Task to complete>
Set down all of the data exactly. Pictures stay out of the copy.

::: Data extracts :::

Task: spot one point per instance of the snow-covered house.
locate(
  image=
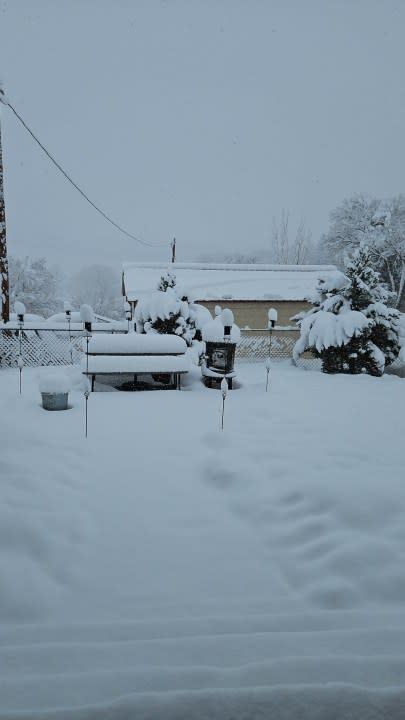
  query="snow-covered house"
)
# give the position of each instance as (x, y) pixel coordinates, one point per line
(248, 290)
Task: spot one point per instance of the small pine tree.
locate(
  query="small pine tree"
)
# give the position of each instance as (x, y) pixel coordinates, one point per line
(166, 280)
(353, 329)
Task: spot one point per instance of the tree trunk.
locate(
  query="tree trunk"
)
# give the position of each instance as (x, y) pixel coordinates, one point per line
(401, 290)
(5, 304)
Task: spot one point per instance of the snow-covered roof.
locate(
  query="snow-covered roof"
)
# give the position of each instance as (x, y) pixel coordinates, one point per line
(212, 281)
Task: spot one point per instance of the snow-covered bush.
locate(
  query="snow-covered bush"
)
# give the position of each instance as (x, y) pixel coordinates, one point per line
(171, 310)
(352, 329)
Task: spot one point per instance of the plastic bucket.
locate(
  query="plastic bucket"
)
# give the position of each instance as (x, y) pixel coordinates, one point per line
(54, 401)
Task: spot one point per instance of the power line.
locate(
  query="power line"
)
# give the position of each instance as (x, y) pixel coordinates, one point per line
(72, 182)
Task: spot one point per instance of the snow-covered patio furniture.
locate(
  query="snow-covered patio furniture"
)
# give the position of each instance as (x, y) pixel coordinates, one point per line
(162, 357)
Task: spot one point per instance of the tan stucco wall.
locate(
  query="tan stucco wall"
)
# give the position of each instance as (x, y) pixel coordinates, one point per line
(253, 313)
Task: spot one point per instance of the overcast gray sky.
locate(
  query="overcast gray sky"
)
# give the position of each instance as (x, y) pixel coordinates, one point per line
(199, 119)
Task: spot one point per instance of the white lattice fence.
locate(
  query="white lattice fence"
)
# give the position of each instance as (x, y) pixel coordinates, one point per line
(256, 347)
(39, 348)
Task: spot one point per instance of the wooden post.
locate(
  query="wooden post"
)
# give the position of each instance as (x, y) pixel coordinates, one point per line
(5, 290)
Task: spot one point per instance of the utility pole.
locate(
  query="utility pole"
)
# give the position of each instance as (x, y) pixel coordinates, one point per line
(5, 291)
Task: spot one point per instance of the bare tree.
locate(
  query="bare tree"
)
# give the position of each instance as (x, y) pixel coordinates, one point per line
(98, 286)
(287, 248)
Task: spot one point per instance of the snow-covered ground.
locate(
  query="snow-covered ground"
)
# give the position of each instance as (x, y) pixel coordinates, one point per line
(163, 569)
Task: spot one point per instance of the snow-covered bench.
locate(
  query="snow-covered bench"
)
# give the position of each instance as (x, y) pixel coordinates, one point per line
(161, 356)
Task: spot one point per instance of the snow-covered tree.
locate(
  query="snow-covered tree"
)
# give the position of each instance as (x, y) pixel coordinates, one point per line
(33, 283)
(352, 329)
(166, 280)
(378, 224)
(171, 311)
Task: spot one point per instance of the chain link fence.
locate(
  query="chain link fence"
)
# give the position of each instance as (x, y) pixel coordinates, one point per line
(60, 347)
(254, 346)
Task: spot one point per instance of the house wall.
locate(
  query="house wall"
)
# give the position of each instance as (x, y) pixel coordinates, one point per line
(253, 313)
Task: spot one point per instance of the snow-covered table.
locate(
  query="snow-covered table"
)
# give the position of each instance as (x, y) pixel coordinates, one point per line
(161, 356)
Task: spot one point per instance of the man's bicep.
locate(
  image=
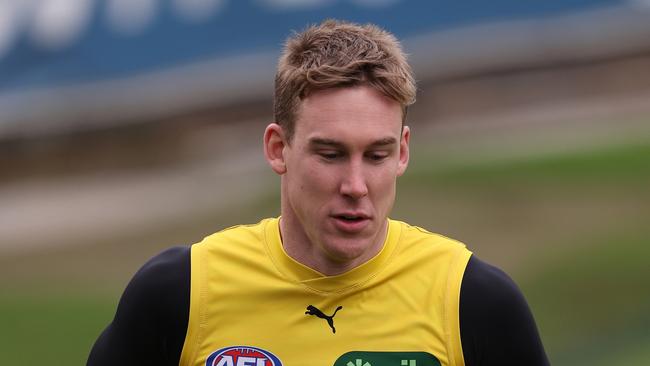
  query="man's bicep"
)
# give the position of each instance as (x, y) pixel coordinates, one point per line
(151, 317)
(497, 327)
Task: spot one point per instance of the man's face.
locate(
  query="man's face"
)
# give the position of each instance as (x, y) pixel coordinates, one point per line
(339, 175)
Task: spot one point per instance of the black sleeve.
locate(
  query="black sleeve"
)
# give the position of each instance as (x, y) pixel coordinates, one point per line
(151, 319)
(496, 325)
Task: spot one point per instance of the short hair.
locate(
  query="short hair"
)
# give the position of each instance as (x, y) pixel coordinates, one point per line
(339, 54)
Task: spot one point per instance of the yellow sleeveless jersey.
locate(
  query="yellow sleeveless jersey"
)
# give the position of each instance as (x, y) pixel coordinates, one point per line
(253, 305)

:::

Response to this task>
Task: spot one point per instance of the snow-covered house.
locate(
  image=
  query="snow-covered house"
)
# give the position of each instance as (x, y) pixel coordinates, one point per line
(248, 290)
Task: spot one point per instance of the small pine tree.
locate(
  query="small pine tree"
)
# give the position of each instance as (x, y) pixel coordinates, one point per line
(166, 280)
(353, 329)
Task: spot one point per instance of the tree trunk.
locate(
  query="tree trunk"
)
# give the position of each instance as (x, y) pixel coordinates, one point per line
(401, 290)
(5, 304)
Task: spot one point per instance of the snow-covered roof.
locate(
  query="snow-covered roof"
)
# give the position of each instance as (x, y) pixel coordinates, one point per line
(212, 281)
Task: spot one point per instance of the snow-covered bush.
locate(
  query="snow-covered bush"
)
# give the position of each instance as (x, y) pixel coordinates, one point per line
(171, 310)
(352, 329)
Task: spot one point per instance of the plastic bucket.
locate(
  query="plastic bucket"
)
# give the position of each instance as (x, y) pixel coordinates, one point per line
(54, 401)
Task: spot one point per instance of the power line.
locate(
  query="power line"
)
# give the position of each instance as (x, y) pixel coordinates, one point per line
(72, 182)
Task: spot one point per instance of the snow-covered patio furniture.
locate(
  query="snow-covered patio furniture"
)
# give the position of each instance as (x, y) pixel coordinates, one point per line
(162, 357)
Task: spot one point per instance of the tan stucco wall.
locate(
  query="tan stucco wall"
)
# give the position of each instance as (x, y) pixel coordinates, one point per line
(253, 313)
Task: spot one point per instance of the overcast gray sky.
locate(
  query="overcast gray sky"
)
# give the position of each instance as (x, y) pixel coordinates, one point per line
(199, 119)
Task: spot one point per instance of the white lattice fence.
locate(
  query="white lattice fence"
)
# give the position of each instance as (x, y) pixel coordinates, one point per line
(256, 347)
(39, 348)
Task: spot one point per instance of the wooden post.
locate(
  query="wooden post"
)
# give the position of each instance as (x, y) pixel coordinates, one point per line
(5, 290)
Task: spot one point per instance of the utility pole.
locate(
  query="utility pole"
)
# give the position of each instance as (x, y) pixel coordinates, one point per line
(5, 291)
Task: spot one point per instance of the bare tree.
locate(
  query="bare tree"
)
# give the position of each instance as (x, y) pixel coordinates, one point per line
(98, 286)
(287, 248)
Task: spot one point per instance of the snow-covered ground.
locate(
  query="snow-covered ground"
)
# give the position of each instance as (x, y) pixel coordinates, one point per line
(163, 569)
Task: spot one point per instance of the snow-covered bench.
locate(
  query="snow-covered bench"
)
# give the position of each instance as (x, y) pixel coordinates, one point per line
(161, 356)
Task: spot one point per instance of the snow-covered tree.
locate(
  query="snow-covered tree"
)
# give the position of each instance as (x, y) pixel coordinates, one point per line
(33, 283)
(352, 329)
(166, 280)
(378, 224)
(171, 311)
Task: spot one point per instance of the chain link fence.
locate(
  query="chain link fence"
)
# give the position of each instance as (x, y) pixel coordinates, one point per line
(60, 347)
(254, 346)
Task: spot one point per instance of the house wall.
locate(
  query="house wall"
)
# give the position of each instance as (x, y) pixel coordinates, one point per line
(253, 313)
Task: spot one point per instance of the snow-covered table.
locate(
  query="snow-covered table"
)
# give the position of each instance as (x, y) pixel coordinates, one point per line
(161, 356)
Task: spot one point per instance of the man's bicep.
locate(
  image=
  query="man's bicep"
)
# give the position of each instance as (x, y) pixel coordinates, one point per line
(151, 317)
(497, 327)
Task: spot one point per instance of the man's face.
locate(
  query="man's face"
)
# give the position of each instance as (x, y) pixel coordinates, one point per line
(339, 175)
Task: spot one point per instance of the black sleeve.
locate(
  query="black sleeve"
)
# give the position of each instance as (x, y) pixel coordinates, one point per line
(151, 319)
(496, 325)
Task: spot one point per instance of the short hair.
locate(
  query="short hair"
)
# give the position of each instance as (x, y) pixel coordinates, one point per line
(339, 54)
Task: spot one point per instance of the yellow sleeveless jersey.
locate(
  query="yellow sleeveless jersey"
)
# give the position of each instance as (x, y) pixel coordinates, one point per line
(253, 305)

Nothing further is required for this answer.